(Recorded data)
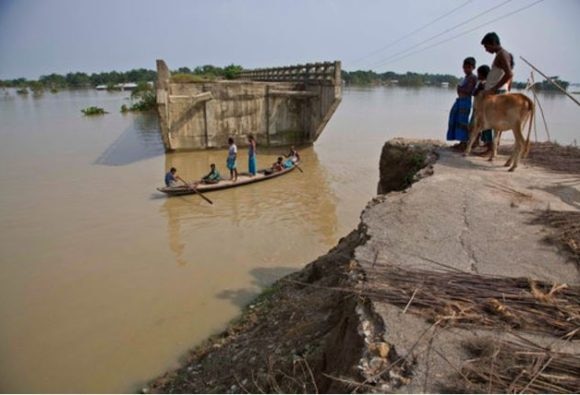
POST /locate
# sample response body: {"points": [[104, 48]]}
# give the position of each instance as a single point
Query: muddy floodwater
{"points": [[105, 283]]}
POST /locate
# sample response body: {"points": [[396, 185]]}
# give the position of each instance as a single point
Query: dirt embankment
{"points": [[346, 324], [309, 332]]}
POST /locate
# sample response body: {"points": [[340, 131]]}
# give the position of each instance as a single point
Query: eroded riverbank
{"points": [[336, 326]]}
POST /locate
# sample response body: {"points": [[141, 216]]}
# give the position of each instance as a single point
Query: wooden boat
{"points": [[243, 179]]}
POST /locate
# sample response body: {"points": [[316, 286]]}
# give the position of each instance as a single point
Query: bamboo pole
{"points": [[540, 106], [552, 81]]}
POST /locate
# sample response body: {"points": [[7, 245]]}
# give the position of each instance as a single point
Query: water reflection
{"points": [[140, 141], [263, 222]]}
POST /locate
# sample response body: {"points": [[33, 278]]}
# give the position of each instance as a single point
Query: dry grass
{"points": [[517, 366], [551, 156], [564, 230]]}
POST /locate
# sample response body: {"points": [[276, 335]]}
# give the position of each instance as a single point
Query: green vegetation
{"points": [[93, 111], [143, 98], [79, 80]]}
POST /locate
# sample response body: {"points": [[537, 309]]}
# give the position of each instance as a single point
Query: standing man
{"points": [[252, 155], [231, 161], [501, 67], [499, 77]]}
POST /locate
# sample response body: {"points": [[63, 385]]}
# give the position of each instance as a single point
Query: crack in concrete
{"points": [[465, 244]]}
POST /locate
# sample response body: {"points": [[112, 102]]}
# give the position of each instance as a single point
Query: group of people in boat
{"points": [[214, 176], [494, 80]]}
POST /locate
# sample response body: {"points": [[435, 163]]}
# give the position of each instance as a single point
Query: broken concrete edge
{"points": [[376, 366]]}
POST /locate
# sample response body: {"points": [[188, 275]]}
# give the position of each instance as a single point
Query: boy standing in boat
{"points": [[459, 115], [171, 178], [252, 163], [231, 161], [213, 177]]}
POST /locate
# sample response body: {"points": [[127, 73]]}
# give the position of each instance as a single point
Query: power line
{"points": [[443, 32], [463, 33], [411, 33]]}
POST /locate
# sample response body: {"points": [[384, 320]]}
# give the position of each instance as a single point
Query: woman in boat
{"points": [[293, 154], [213, 177], [171, 178], [252, 163], [231, 161], [278, 165]]}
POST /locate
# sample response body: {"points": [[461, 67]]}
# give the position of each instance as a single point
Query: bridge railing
{"points": [[310, 72]]}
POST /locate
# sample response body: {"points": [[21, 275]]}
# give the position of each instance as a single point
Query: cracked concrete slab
{"points": [[470, 215]]}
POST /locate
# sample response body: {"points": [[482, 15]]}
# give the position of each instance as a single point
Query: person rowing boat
{"points": [[293, 154], [213, 177], [171, 178]]}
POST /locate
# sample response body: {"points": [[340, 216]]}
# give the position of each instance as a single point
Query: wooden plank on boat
{"points": [[243, 179]]}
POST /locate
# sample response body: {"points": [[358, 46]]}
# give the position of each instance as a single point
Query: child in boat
{"points": [[213, 177], [293, 154], [171, 178], [231, 161], [459, 114], [252, 163], [278, 165]]}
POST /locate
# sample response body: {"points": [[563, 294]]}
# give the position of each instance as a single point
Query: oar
{"points": [[194, 189]]}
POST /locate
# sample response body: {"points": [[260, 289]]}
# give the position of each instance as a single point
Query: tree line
{"points": [[371, 77], [76, 80]]}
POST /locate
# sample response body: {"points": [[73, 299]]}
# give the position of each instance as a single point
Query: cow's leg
{"points": [[495, 142], [472, 137], [519, 146]]}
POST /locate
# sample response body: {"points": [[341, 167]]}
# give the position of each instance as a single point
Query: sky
{"points": [[39, 37]]}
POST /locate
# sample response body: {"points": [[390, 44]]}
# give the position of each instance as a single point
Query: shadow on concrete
{"points": [[263, 277], [568, 194], [139, 142], [458, 161]]}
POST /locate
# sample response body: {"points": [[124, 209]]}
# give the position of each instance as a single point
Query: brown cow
{"points": [[502, 112]]}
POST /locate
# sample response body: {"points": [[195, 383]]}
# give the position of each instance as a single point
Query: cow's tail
{"points": [[532, 114]]}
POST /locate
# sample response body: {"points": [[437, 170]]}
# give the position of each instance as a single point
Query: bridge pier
{"points": [[279, 106]]}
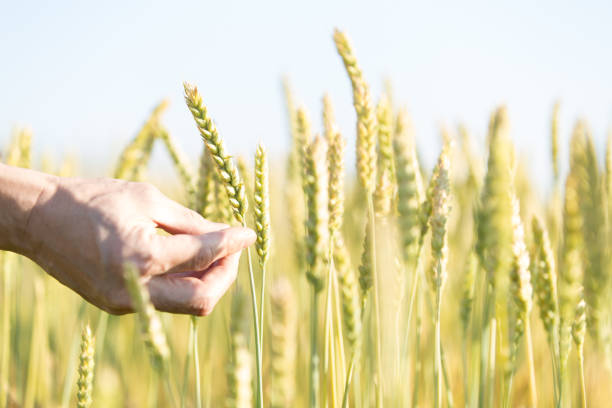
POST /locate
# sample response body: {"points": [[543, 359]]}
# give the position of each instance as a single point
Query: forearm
{"points": [[20, 190]]}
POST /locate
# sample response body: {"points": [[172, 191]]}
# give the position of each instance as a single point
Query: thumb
{"points": [[183, 253]]}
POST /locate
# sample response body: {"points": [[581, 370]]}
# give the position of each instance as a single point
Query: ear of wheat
{"points": [[136, 154], [315, 190], [283, 325], [150, 325], [545, 278], [383, 194], [262, 205], [351, 312], [239, 370], [204, 201], [86, 369], [366, 116], [592, 203], [335, 162], [494, 215], [225, 166], [410, 196]]}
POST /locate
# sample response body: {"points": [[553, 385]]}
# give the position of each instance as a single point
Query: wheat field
{"points": [[388, 285]]}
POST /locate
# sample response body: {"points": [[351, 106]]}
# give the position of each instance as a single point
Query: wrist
{"points": [[21, 190]]}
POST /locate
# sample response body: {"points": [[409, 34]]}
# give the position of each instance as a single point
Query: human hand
{"points": [[84, 231]]}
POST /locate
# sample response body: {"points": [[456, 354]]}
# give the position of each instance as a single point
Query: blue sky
{"points": [[84, 75]]}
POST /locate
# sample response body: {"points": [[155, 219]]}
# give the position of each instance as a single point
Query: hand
{"points": [[83, 232]]}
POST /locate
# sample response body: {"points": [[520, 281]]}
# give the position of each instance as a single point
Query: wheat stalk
{"points": [[316, 226], [180, 164], [225, 166], [439, 250], [335, 162], [204, 200], [383, 194], [150, 325], [239, 373], [136, 153], [86, 369], [261, 198], [578, 334], [521, 293]]}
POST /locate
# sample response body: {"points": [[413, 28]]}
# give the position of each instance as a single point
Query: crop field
{"points": [[387, 284]]}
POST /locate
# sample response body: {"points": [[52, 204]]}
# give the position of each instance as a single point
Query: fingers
{"points": [[176, 219], [196, 293], [181, 253]]}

= Task objective =
Quote the records above exactly, leaving out any pictures.

= Result of the task =
POST /locate
# sample response body: {"points": [[104, 48]]}
# give the position of each instance as a single point
Query: muddy floodwater
{"points": [[105, 283]]}
POST /locate
# sample response body: {"points": [[396, 185]]}
# give the position of each instance as a single point
Query: dirt embankment
{"points": [[346, 324], [309, 332]]}
POST /locate
# sample response body: {"points": [[340, 131]]}
# give the position of each instance as a single point
Query: eroded riverbank
{"points": [[336, 326]]}
POST /locate
# sample response body: {"points": [[141, 216]]}
# give the position of each instance as a single point
Query: wooden boat
{"points": [[243, 179]]}
POST /locate
# sample response body: {"points": [[316, 286]]}
# give the position of each instance as a single point
Query: bamboo pole
{"points": [[540, 106], [552, 81]]}
POST /locate
# sample response body: {"points": [[7, 245]]}
# give the position of each instance as a single point
Query: water reflection
{"points": [[140, 141], [263, 222]]}
POST /locate
# sample response body: {"points": [[33, 278]]}
# give the position of each instance as a single point
Query: dry grass
{"points": [[517, 366], [551, 156], [564, 230]]}
POST /locate
# sample response body: {"points": [[276, 335]]}
# give the position of each instance as a single point
Query: green vegetation
{"points": [[93, 111], [143, 98], [79, 80]]}
POST /locate
# sample response body: {"points": [[537, 309]]}
# give the position of each instance as a single point
Query: standing man
{"points": [[252, 155], [231, 161], [501, 67], [499, 77]]}
POST /locate
# sample response body: {"points": [[63, 385]]}
# give the position of each instance as a single point
Query: crack in concrete
{"points": [[465, 244]]}
POST /locate
# sample response body: {"points": [[112, 102]]}
# give the position of each instance as a single point
Query: group of people in boat
{"points": [[214, 176], [494, 80]]}
POST /locate
# sample response body: {"points": [[435, 163]]}
# give the position of each instance as a single point
Query: broken concrete edge
{"points": [[376, 366]]}
POST /locate
# sample response body: {"points": [[188, 275]]}
# give the position of each instance as a single point
Query: boy standing in boat
{"points": [[459, 115], [171, 178], [252, 163], [231, 161], [213, 177]]}
POST /locate
# sample response body: {"points": [[127, 73]]}
# give the position of each instance as a single point
Query: power line
{"points": [[443, 32], [463, 33], [411, 33]]}
POST /locate
# sample response body: {"points": [[384, 320]]}
# give the position of each instance as a single point
Query: woman in boat
{"points": [[293, 154], [213, 177], [171, 178], [252, 163], [231, 161], [278, 165]]}
POST /locate
# sample response body: {"points": [[461, 67]]}
# give the position of each instance as a single point
Query: bridge railing
{"points": [[310, 72]]}
POST /locate
# sample response body: {"points": [[21, 275]]}
# give the position of each instance as a single point
Query: cracked concrete slab
{"points": [[470, 215]]}
POST /locate
# sample response body: {"points": [[482, 15]]}
# give the position of each instance as a single point
Query: person rowing boat
{"points": [[293, 154], [213, 177], [171, 178]]}
POST /locate
# sample response body: {"points": [[340, 216]]}
# give the position of each instance as a single point
Query: wooden plank on boat
{"points": [[243, 179]]}
POST /locate
# sample response body: {"points": [[358, 46]]}
# give the position of each instance as a single point
Query: child in boat
{"points": [[213, 177], [293, 154], [171, 178], [231, 161], [459, 114], [252, 163], [278, 165]]}
POST /locate
# sample response body: {"points": [[563, 294]]}
# give the position of each instance as a single point
Query: oar
{"points": [[194, 189]]}
POST /locate
# sample response body: {"points": [[260, 289]]}
# give the position of each instance as a single point
Query: tree line
{"points": [[371, 77], [76, 80]]}
POST /locate
# sample response body: {"points": [[73, 299]]}
# give the position of each instance as a single point
Query: cow's leg
{"points": [[495, 142], [472, 137], [519, 146]]}
POST /locate
# sample response body: {"points": [[341, 167]]}
# give the position of each instance as a single point
Query: sky
{"points": [[39, 37]]}
POST /locate
# sample response body: {"points": [[390, 44]]}
# give the position of each instance as a single point
Query: shadow on concrete
{"points": [[263, 277], [568, 194], [139, 142], [458, 161]]}
POST /locate
# sample response body: {"points": [[124, 209]]}
# give the position of each instance as a single point
Query: brown cow
{"points": [[502, 112]]}
POST /locate
# sample response body: {"points": [[195, 383]]}
# give the position of each instance as a single point
Query: cow's tail
{"points": [[532, 114]]}
POST /locate
# sample response body: {"points": [[437, 170]]}
# give the position of each instance as a single point
Query: bridge pier
{"points": [[279, 106]]}
POST /locate
# sample response body: {"points": [[543, 359]]}
# give the position of each instance as a single point
Query: forearm
{"points": [[20, 190]]}
POST /locate
# sample response body: {"points": [[172, 191]]}
# give the position of each instance as a single point
Query: thumb
{"points": [[183, 253]]}
POST /locate
# sample response body: {"points": [[581, 370]]}
# give the position of each instance as a single point
Query: ear of wheat
{"points": [[136, 154], [315, 190], [283, 325], [150, 325], [545, 278], [383, 194], [262, 205], [351, 312], [239, 370], [204, 201], [86, 369], [366, 116], [592, 203], [335, 162], [494, 215], [225, 166], [410, 196]]}
POST /locate
# sample response body: {"points": [[553, 385]]}
# give the position of each instance as a single point
Query: wheat field
{"points": [[388, 285]]}
POST /locate
# sample response body: {"points": [[351, 106]]}
# give the position of each instance as a single point
Query: wrist
{"points": [[21, 190]]}
POST /locate
# sample response body: {"points": [[409, 34]]}
# give the position of each instance as a single point
Query: human hand
{"points": [[84, 231]]}
POST /locate
# sample response body: {"points": [[456, 354]]}
# give the position of each instance as a single point
Query: blue sky
{"points": [[84, 75]]}
POST /locate
# sample response body: {"points": [[155, 219]]}
# give the position of each instance as a single point
Query: hand
{"points": [[83, 232]]}
POST /locate
# sample response body: {"points": [[520, 281]]}
# give the position of each instance as a single point
Query: wheat stalk
{"points": [[316, 226], [180, 164], [225, 166], [439, 250], [335, 162], [204, 200], [383, 194], [150, 325], [239, 373], [136, 153], [86, 369], [261, 198], [578, 334], [521, 293]]}
POST /locate
# sample response body: {"points": [[413, 28]]}
# give the position of each instance as a single point
Query: crop field
{"points": [[387, 284]]}
POST /locate
# sample response body: {"points": [[52, 204]]}
# give the position of each instance as a single point
Query: fingers
{"points": [[176, 219], [196, 293], [181, 253]]}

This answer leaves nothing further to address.